╔══
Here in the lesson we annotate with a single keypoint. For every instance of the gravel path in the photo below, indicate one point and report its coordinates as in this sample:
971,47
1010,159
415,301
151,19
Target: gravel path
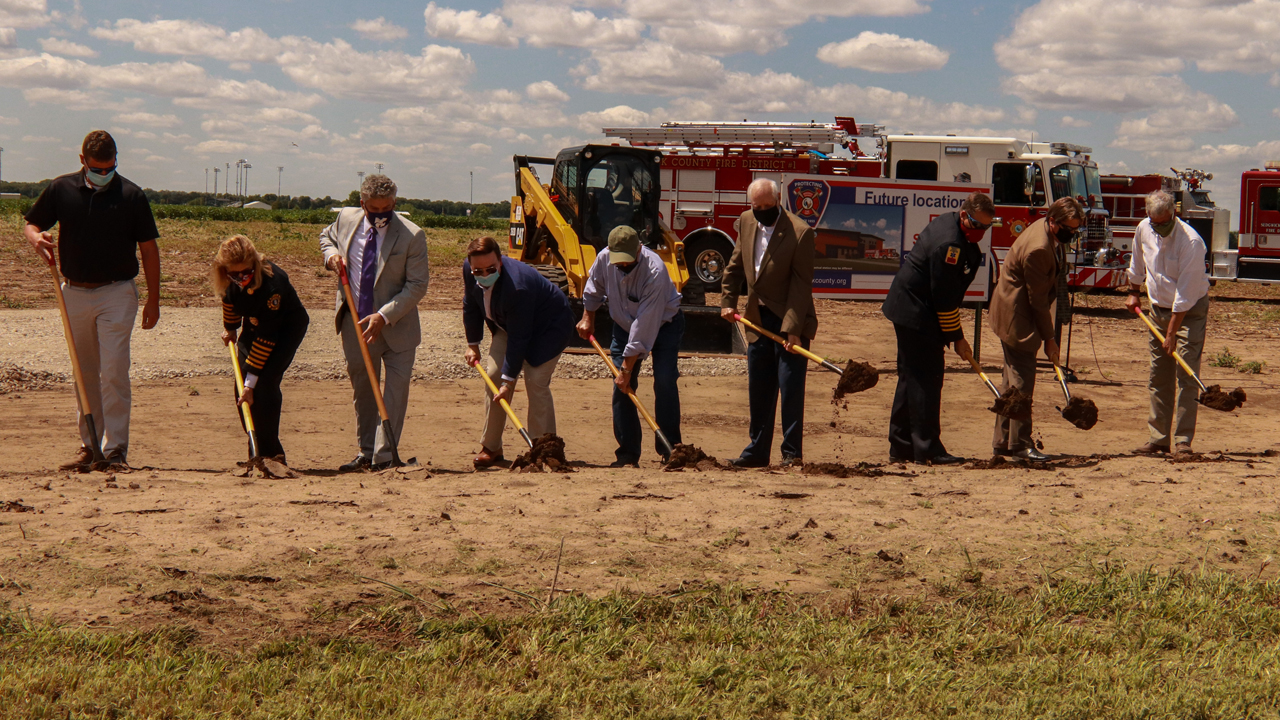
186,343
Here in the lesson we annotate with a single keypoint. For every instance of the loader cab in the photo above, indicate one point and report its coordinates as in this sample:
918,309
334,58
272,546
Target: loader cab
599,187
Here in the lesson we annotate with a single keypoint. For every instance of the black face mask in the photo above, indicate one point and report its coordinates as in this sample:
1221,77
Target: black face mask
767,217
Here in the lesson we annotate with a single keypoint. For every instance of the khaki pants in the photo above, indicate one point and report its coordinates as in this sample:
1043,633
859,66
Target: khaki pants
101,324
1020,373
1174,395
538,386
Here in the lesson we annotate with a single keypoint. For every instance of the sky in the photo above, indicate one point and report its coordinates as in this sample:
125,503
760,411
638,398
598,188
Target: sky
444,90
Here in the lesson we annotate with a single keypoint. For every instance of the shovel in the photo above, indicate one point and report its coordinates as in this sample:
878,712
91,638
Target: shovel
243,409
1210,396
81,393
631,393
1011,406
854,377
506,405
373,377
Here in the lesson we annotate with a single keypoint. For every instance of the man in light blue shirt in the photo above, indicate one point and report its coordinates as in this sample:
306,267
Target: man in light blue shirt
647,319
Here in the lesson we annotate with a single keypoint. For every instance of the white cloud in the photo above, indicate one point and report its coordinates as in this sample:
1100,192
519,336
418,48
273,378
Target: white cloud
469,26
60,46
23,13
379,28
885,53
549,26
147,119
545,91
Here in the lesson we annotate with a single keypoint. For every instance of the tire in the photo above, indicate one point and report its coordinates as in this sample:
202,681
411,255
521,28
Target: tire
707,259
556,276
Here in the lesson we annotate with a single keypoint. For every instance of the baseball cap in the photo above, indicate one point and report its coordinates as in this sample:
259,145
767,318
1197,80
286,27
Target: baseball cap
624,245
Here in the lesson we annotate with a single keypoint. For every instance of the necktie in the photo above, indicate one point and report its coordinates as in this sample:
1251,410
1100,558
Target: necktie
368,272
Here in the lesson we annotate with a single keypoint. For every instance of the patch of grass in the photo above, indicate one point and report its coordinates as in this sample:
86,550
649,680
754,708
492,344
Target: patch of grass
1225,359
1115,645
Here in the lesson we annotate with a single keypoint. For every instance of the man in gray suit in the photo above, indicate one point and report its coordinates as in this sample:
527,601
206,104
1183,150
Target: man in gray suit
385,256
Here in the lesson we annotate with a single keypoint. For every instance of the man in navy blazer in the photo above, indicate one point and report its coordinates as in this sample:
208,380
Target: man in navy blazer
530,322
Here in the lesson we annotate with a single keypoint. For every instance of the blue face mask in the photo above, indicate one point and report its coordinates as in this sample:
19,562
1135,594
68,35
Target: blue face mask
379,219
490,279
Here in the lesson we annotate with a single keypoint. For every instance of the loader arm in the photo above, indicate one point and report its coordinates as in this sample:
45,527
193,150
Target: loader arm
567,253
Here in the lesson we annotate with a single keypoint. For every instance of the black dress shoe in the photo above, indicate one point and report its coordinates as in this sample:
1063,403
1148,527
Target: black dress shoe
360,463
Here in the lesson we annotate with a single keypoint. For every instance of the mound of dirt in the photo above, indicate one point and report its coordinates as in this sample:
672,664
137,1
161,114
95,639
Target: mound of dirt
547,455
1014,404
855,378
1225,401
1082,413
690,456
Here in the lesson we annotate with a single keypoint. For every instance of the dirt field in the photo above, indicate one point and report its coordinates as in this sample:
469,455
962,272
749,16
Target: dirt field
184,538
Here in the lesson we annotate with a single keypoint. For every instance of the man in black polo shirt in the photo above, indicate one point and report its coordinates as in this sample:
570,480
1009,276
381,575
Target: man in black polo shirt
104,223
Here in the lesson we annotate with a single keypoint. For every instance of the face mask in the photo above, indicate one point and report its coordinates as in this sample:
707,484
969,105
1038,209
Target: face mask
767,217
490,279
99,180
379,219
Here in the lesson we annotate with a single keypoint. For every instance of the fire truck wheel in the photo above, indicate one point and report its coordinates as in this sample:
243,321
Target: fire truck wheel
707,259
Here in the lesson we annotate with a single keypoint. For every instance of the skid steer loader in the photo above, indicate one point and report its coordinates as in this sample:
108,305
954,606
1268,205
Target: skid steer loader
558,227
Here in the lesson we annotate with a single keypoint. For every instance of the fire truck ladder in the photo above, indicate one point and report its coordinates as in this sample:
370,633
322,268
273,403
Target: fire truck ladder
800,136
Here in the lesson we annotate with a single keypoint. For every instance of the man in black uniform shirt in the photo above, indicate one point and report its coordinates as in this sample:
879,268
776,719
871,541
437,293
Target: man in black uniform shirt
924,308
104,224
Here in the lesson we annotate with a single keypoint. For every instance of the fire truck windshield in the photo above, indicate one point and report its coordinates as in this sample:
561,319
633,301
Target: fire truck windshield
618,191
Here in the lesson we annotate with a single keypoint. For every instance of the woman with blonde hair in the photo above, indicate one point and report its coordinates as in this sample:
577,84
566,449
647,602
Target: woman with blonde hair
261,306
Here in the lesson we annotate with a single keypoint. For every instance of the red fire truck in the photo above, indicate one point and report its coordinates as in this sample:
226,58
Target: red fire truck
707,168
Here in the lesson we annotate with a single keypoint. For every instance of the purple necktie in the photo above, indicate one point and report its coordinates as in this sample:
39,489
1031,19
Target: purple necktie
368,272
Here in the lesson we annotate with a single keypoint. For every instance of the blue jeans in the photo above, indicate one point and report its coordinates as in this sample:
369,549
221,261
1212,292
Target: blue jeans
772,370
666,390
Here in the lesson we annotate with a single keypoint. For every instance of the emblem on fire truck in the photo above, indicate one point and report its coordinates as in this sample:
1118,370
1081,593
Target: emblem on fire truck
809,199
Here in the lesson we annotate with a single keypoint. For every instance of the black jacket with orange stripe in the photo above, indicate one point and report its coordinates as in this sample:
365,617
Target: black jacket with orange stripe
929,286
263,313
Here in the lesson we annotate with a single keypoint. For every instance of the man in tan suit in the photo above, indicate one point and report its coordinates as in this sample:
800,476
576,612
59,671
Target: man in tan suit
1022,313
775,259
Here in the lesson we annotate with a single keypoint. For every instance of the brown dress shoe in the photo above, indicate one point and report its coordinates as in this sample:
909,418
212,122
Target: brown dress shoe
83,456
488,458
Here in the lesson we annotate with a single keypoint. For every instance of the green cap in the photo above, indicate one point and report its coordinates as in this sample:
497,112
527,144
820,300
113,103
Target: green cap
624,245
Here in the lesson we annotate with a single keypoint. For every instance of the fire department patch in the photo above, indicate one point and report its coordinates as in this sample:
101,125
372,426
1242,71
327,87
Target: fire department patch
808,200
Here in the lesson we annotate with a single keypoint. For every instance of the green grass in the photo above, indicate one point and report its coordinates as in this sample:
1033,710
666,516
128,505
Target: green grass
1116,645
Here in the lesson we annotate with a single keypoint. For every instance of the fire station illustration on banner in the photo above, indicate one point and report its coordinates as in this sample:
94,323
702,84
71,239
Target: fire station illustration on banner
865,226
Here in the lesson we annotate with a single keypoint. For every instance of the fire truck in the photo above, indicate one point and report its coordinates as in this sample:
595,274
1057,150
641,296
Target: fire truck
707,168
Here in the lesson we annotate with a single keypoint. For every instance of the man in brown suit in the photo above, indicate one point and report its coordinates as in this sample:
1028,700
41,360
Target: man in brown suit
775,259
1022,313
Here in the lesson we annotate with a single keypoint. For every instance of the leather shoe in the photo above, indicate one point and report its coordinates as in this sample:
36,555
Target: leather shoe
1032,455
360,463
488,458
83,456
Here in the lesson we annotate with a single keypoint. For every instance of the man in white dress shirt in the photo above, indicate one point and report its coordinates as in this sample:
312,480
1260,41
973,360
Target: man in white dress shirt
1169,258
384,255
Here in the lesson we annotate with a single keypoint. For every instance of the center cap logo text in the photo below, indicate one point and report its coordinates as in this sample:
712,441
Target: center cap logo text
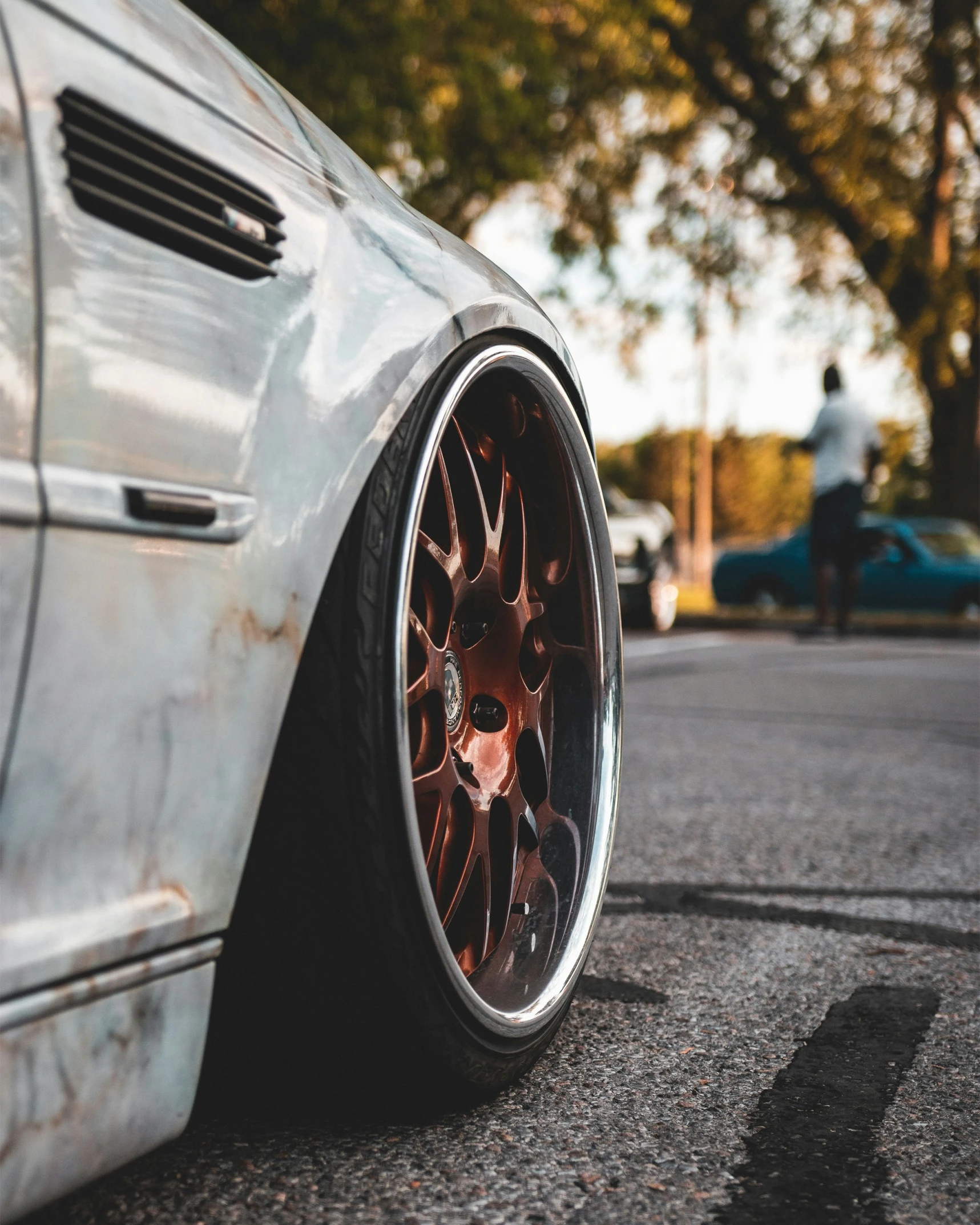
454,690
╚══
(EXERCISE DIRECTIONS)
Each line above where the word "below" occurs should be returned in full.

(SOLUTION TO THIS EXERCISE)
Here in the lesson we annotate with a single keypoint. For every instance of the gravel path in the photo below, indicate one point and report its coordinates as in this sample:
Here in the lesson we annotate with a single keypoint. For every instance of the center cap logo text in the photo below, indicate one point and report its coordinates as in this sample:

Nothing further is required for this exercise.